_TASK 1_: Give the following lines of the listing as a JSON list of strings, one string per line, leaving out blank lines. Begin at the line that has "Flash Round! Name the bounding box of the sky" and stop after the last line of the listing.

_SELECTED EXTRACT_:
##########
In Port Elizabeth, my sister and I went to eat at the Narai Siam Thai Kitchen in Newton Park, to celebrate Jaco’s birthday. Sweet God, What delicious food at a delicious price! I had some decadently spicy green curry and it made my night. I haven’t eaten Thai food of that quality (and affordability) in a while.

And still in PE, I’ve had the pleasure of eating sushi twice now at the recently opened Cape Town Fish Market in the King’s Court center on Buffelsfontein. What can I tell you about it, except that it was fucking good, a bit like having a orgasm while astral projecting yourself into a shark in a feeding frenzy. Yeah, OK, that metaphor also sounded awkward and completely stupid to me too.

Then, this last weekend, my gorgeous girlfriend treated me to dinner at So French in Newton Park (right behind that haven for the cultural elite, The Blinking Owl). And I can say, without a doubt, that it featured the best service I have ever received in Port Elizabeth, as well as some of the most decadently mouth-watering food ever.

Lastly, we are starting fencing again. We will be doing this every Wednesday at my house until we can find a better venue. We’re not promising Olympic swordplay, but we are promising a place where you can get to learn the basics and have fun doing it. If you’re interested, give me a call (if you have my number) or send me an email (unless you’re that creepy guy that breathes with his mouth that’s always staring at me).

I also spent an inordinate amount of time driving between Port Alfred (Renaud now works at the Guido’s there so support him next time you’re heading off that way) and St. Francis (I cannot praise Big Time and the Tratoria San Fransesco enough).
##########
_RECORD SET_:
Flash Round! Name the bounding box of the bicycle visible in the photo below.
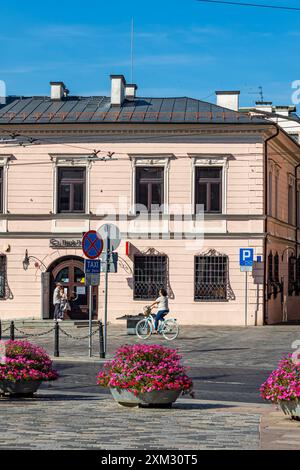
[135,307,179,341]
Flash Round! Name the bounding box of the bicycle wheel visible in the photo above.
[161,318,179,341]
[135,320,152,339]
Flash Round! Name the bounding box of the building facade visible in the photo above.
[0,76,300,325]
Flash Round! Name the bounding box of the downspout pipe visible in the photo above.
[263,124,279,324]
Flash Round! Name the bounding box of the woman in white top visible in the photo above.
[150,289,169,334]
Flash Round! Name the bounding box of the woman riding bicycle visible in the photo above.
[150,289,169,335]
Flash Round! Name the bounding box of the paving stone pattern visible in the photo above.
[0,391,260,450]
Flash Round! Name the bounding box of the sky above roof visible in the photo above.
[0,0,300,106]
##########
_TASK 2_: Name every restaurant where the writer of the dining post says they ate a meal.

_WORKED ANSWER 1_:
[
  "Flash Round! Name the bounding box of the sky above roof visible in the photo above.",
  "[0,0,300,106]"
]

_WORKED ANSWER 2_: Narai Siam Thai Kitchen, Cape Town Fish Market, So French